= Task instructions =
Display each line of the records below that contains the word "wooden", copied in full.

++++++++

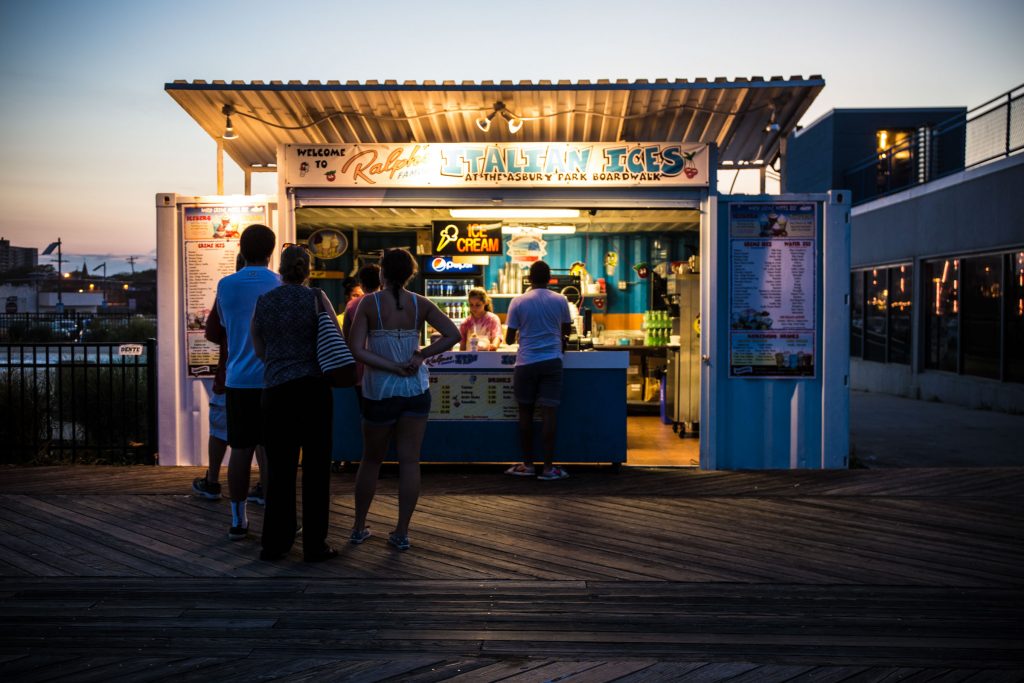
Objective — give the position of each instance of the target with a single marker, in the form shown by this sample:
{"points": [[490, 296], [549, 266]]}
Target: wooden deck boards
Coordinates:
{"points": [[648, 574]]}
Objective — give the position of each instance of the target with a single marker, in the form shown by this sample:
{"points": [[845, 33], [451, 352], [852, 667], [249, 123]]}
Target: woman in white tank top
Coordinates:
{"points": [[395, 386]]}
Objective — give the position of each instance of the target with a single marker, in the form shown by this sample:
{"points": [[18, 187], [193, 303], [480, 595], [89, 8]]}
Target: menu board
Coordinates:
{"points": [[210, 246], [772, 285], [481, 396]]}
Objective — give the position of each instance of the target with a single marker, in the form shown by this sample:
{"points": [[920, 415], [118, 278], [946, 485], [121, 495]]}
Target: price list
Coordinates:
{"points": [[484, 396], [772, 286]]}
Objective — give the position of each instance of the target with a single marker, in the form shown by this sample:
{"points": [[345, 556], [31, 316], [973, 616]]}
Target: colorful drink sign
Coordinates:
{"points": [[505, 164], [456, 238]]}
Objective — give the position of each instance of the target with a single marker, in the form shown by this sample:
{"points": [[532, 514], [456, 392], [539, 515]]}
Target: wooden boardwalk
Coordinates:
{"points": [[119, 574]]}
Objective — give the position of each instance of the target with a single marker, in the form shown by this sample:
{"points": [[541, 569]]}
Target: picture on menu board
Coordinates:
{"points": [[210, 246], [772, 290]]}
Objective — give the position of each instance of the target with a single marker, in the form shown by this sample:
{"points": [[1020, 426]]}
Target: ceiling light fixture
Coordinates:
{"points": [[547, 229], [227, 111], [513, 213], [514, 122]]}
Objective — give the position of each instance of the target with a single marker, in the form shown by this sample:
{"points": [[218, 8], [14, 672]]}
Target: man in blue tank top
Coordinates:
{"points": [[237, 296]]}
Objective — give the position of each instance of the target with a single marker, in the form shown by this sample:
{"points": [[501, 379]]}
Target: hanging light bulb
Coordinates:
{"points": [[483, 123], [229, 134], [515, 123]]}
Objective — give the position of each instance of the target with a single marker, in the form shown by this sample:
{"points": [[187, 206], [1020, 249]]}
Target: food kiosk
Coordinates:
{"points": [[772, 360]]}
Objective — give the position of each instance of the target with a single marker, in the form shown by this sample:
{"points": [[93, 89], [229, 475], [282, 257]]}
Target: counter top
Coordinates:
{"points": [[459, 360]]}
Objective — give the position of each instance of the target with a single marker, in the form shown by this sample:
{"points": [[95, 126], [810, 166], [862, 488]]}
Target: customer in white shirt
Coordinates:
{"points": [[541, 319]]}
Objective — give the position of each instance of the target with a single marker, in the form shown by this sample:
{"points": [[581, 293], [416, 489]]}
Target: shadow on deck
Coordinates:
{"points": [[118, 573]]}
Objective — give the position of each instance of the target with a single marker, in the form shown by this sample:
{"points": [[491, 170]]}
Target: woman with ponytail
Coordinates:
{"points": [[385, 338]]}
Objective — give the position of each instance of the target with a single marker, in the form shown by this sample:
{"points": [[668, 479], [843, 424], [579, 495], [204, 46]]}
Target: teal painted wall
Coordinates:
{"points": [[591, 249]]}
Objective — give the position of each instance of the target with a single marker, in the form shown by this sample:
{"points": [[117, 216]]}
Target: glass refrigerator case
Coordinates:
{"points": [[448, 283]]}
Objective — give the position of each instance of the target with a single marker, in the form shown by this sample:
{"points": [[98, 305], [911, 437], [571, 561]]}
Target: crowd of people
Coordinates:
{"points": [[270, 398]]}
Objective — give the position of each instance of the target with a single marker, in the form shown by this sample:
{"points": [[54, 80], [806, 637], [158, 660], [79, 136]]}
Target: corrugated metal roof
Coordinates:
{"points": [[731, 114]]}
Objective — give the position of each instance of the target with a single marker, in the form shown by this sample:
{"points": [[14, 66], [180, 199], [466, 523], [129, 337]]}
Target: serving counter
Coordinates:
{"points": [[474, 417]]}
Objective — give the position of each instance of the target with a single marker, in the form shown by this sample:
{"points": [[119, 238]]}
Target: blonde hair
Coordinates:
{"points": [[482, 295]]}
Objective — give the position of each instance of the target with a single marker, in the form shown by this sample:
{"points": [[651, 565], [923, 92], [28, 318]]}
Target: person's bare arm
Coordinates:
{"points": [[566, 331], [443, 325], [349, 377], [346, 325]]}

++++++++

= Response below =
Target: wooden deck boards
Target: wooden boardwalk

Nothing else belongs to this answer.